→ **EXTRACTO DE PÁGINA**
◇ ◇ ◇ ◇ ◇ ◇ ◇

Todo esto aplicable a todos los campos de la vida, desde la simple llamada a un amigo, el trabajo, la economía, lo erótico, lo emocional y al procesamiento de información global, esto último quizá lo que más sufre por la existencia de los bulos o fake news, que de igual manera existen para todos los gustos, tendencias o situaciones personales. Por mucho nuestras vidas han sido perimetradas por las computadoras, los teléfonos y las tablet y no se asoma salvación a ello, no porque necesitemos salvarnos o prescindir de eso sino porque no estamos siendo capaces de descubrir (o redescubrir) otro modo de vivir.

◇ ◇ ◇ ◇ ◇ ◇ ◇

→ **CONSIGNA 1**
Enumere los campos de la vida que el extracto menciona como aquellos a los que todo esto es aplicable.
→ **CONSIGNA 2**
Prolongue el extracto sobre la presencia de la tecnología en nuestras vidas a partir de su última oración.

→ **Entradas de datos recopiladas**
◇ ◇ ◇ ◇ ◇ ◇ ◇

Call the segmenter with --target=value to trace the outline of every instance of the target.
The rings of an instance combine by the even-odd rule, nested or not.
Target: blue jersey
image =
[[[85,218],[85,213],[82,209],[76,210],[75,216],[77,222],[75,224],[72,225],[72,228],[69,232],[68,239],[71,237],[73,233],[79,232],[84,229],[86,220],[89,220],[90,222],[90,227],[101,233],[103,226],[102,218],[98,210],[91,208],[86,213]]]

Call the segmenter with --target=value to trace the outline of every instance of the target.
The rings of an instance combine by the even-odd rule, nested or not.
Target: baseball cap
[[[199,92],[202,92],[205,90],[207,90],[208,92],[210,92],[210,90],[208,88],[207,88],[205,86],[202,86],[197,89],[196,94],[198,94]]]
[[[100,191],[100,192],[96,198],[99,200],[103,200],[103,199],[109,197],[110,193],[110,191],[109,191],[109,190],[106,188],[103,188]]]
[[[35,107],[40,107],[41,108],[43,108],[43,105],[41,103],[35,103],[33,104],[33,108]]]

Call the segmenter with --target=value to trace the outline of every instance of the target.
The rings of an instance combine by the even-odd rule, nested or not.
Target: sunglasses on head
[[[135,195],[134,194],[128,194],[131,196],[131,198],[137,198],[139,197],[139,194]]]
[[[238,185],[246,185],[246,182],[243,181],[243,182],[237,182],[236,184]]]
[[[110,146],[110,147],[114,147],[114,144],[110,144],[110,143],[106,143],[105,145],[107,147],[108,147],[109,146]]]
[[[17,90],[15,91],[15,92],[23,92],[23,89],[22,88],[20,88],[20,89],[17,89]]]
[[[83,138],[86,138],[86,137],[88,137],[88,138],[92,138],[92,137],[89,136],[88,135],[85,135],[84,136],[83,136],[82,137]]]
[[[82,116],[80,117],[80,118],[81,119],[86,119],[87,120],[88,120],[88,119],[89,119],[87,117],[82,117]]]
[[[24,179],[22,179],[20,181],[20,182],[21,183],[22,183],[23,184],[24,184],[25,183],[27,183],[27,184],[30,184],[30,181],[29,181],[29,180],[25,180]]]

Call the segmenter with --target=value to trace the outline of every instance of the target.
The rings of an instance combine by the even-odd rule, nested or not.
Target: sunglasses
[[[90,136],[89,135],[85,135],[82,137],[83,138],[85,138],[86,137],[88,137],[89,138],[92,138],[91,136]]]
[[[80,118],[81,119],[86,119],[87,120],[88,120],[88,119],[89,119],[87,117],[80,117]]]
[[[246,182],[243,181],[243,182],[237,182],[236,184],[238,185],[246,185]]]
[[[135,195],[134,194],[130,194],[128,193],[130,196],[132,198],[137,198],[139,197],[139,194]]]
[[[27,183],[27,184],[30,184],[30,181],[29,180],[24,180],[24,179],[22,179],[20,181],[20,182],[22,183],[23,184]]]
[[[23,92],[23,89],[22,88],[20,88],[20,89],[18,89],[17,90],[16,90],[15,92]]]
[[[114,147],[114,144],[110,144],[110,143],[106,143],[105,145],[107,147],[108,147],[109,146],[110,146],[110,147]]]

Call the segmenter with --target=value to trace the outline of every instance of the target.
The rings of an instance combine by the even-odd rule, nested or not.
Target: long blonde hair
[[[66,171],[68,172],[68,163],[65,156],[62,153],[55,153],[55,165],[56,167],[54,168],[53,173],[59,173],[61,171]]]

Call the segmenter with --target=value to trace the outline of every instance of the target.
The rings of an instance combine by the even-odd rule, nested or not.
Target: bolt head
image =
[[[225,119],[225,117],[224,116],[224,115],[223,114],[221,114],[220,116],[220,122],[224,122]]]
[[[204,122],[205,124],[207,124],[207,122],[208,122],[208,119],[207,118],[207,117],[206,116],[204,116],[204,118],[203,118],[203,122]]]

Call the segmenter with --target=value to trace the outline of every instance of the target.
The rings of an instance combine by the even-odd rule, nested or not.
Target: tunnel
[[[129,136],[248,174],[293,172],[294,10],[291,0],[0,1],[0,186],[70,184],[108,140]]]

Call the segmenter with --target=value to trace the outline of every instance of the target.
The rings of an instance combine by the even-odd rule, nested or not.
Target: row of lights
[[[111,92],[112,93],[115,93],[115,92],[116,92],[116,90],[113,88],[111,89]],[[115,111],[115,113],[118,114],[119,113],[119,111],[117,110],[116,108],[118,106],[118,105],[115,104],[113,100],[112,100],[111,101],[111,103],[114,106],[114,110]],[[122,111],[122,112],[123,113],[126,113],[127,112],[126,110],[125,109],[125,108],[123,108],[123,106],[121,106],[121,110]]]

◇ ◇ ◇ ◇ ◇ ◇ ◇

→ **RESPUESTA ESPERADA 1**
- la simple llamada a un amigo
- el trabajo
- la economía
- lo erótico
- lo emocional
- el procesamiento de información global

→ **RESPUESTA ESPERADA 2**
Así en redes hay millones de médicos que te recomiendan el uso de tal o cual medicamento sin responsabilidad alguna, de seudo psicólogos que analizan por ti y te arrastran a ser como ellos, de terapistas emocionales que te dicen como superar las depresiones o manejar tus estados de ánimo, de payasos que enarbolan la estupidez como la mejor moda a imitar algo, de nuevos historiadores que aun hablando sin certeza influencian millones a personas para que crean sus hipótesis, etc., etc.. Y así todos los espacios de nuestra vida quedan satisfechos, no por lo que seamos capaces de descubrir por nosotros mismos, sino lo que Google, TikTok, Instagram o X llenan con toda su hojarasca. Esto nos hace olvidar que nuestra vida, la única que tenemos, no es ni parecida a la ópera bufa de las redes sociales. Es más. Mucho más. No somos nosotros los que tenemos que ser el complemento de esa vida digital que este tiempo impone, es al revés.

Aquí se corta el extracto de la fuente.